EXTRAIT RETENU:
----

La simultanéité avec des événements
survenus dans d’autres pays européens,
notamment les émeutes anti-migrants de
Chemnitz durant lesquelles de nombreux
réfugiés ont été attaqués ainsi qu’un
restaurant juif, n’est pas anecdotique.
De la Suède à l’Italie, de l’Allemagne à
la Hongrie, le retour de
l’extrême-droite, au pouvoir comme dans
la rue, est une réalité pour tout le
continent européen. Si elle fait mine de
changer de visage, il ne faut pas
creuser trop profond pour que refasse
surface la haine anti-juive. Pour ces
courants et ces partis politiques, les
Juifs restent des « parias » et ne sont
tolérables qu’en tant que colons
européens au Moyen-Orient, comme en
témoigne l’enthousiasme pro-israéliens
de nombre d’entre eux [1].
Pourtant, la lutte
contre l’antisémitisme est aujourd’hui
largement menée sous le prisme du
« nouvel antisémitisme », lequel postule
que l’antisémitisme est aujourd’hui
essentiellement le fait des classes
populaires issues de l’immigration
post-coloniale et de l’extrême-gauche.

----

EXERCICE COURT 1:
Répondez aux questions suivantes à l'aide du texte sur l'antisémitisme.
(a) Dans quelle ville les émeutes anti-migrants évoquées ont-elles eu lieu ?
(b) Quels pays sont cités pour illustrer le retour de l'extrême-droite ?
(c) Selon le « nouvel antisémitisme », de qui l'antisémitisme serait-il aujourd'hui essentiellement le fait ?
EXERCICE COURT 2: Poursuivez le texte sur l'antisémitisme en reprenant juste après sa dernière phrase.

DONNÉES FOURNIES:
----

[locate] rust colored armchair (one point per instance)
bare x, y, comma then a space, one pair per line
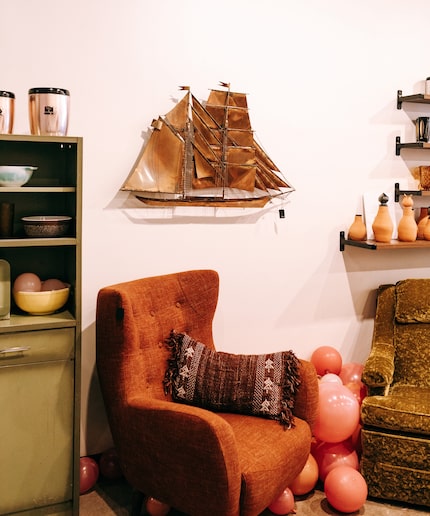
396, 413
197, 461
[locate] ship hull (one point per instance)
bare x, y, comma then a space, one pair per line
205, 202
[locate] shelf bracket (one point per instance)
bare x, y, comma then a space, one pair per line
399, 99
397, 145
354, 243
398, 192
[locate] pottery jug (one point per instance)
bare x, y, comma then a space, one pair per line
382, 225
422, 221
407, 229
357, 231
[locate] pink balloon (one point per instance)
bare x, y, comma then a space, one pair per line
345, 489
351, 372
326, 359
332, 455
338, 413
88, 474
331, 378
156, 508
284, 504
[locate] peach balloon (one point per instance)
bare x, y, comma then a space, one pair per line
284, 504
307, 478
331, 378
345, 489
338, 413
326, 359
331, 455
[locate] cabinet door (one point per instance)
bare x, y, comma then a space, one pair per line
36, 434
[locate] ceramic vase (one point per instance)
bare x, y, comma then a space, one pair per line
422, 221
357, 231
427, 230
407, 229
382, 225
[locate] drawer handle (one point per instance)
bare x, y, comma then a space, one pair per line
17, 349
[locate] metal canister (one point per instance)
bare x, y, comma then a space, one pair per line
48, 111
7, 109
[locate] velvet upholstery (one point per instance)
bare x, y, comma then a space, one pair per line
396, 412
194, 460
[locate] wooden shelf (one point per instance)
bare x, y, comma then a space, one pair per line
418, 98
380, 246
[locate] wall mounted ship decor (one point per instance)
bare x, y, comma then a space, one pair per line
205, 154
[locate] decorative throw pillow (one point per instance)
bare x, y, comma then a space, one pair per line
257, 385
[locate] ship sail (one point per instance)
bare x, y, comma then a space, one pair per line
205, 155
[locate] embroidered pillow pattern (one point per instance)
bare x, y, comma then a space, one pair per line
259, 385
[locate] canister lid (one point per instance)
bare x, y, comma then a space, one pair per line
58, 91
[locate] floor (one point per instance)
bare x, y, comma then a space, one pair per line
109, 498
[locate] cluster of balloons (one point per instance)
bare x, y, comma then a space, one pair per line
335, 451
89, 468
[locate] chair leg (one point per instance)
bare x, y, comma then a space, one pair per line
137, 499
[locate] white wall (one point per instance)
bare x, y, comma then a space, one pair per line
322, 80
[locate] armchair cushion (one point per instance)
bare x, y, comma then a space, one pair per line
259, 385
406, 409
412, 301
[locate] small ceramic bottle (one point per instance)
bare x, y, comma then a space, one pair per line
4, 290
407, 229
357, 231
382, 225
427, 230
422, 221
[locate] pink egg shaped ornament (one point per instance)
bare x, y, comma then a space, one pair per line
88, 474
156, 508
27, 282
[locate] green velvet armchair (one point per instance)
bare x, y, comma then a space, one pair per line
195, 460
396, 413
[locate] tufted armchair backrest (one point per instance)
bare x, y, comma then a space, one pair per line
133, 321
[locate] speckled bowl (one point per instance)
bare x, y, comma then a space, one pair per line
11, 175
41, 303
46, 226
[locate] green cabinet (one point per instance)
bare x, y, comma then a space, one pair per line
40, 355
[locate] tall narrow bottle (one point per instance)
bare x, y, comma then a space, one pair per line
4, 290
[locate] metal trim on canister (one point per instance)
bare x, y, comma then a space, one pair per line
58, 91
48, 111
7, 94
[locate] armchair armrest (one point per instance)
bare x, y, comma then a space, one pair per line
379, 367
172, 448
306, 402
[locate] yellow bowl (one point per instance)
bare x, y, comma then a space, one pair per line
41, 303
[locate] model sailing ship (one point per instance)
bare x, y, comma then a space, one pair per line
205, 155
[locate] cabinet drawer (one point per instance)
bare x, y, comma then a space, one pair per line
36, 346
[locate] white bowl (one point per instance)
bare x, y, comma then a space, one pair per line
11, 175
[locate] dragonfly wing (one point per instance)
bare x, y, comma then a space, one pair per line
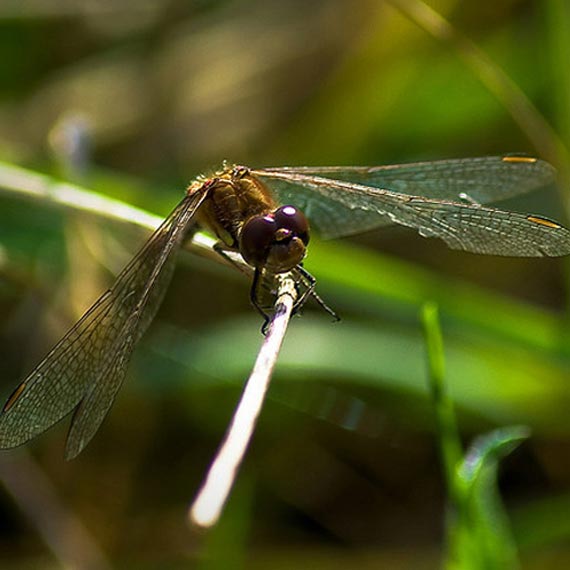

----

RÉPONSE 1:
(a) À Chemnitz.
(b) La Suède, l'Italie, l'Allemagne et la Hongrie.
(c) Des classes populaires issues de l'immigration post-coloniale et de l'extrême-gauche.

RÉPONSE 2:
Ce serait donc un antisémitisme de type
nouveau, du fait des acteurs et du fait
du registre, qui tendrait à remplacer
l’antisémitisme traditionnel des
sociétés modernes occidentales. Ce
paradigme est aujourd’hui au coeur de la
prise en charge du combat contre
l’antisémitisme par le gouvernement
Macron comme par les institutions
officielles juives. Dans sa version la
plus conservatrice, le combat contre
l’antisémitisme se confond avec le
combat pour la défense des « valeurs »
et de « l’identité » de l’Occident,
contre un ennemi commun incarné par les
réfugiés venus du Sud et les descendants
de l’immigration post-coloniale.
En 2002, le CRIF
contribue largement à la diffusion,
notamment dans le milieu politicien, du
livre Les territoires perdus de la
République, coordonné par l’historien
Georges Bensoussan et dont la thèse
centrale désigne l’antisémitisme
contemporain comme une importation
exclusivement venue de « l’univers
culturel » arabo-musulman. Cette
approche a été largement nuancée par
d’autres chercheurs. Ainsi, dans un
ouvrage collectif dirigé par le
sociologue Michel Wierworka, Nonna
Mayer, directrice de recherche CNRS au
Centre de recherches politiques de
Sciences Po (CEVIPOF), relativise, à
partir d’une étude croisée de résultats
de sondages, la thèse d’un antisémitisme
associé à l’islam et à l’extrême-gauche
en montrant la plus forte progression
des opinions judéophobes dans les
milieux d’extrême-droite [2].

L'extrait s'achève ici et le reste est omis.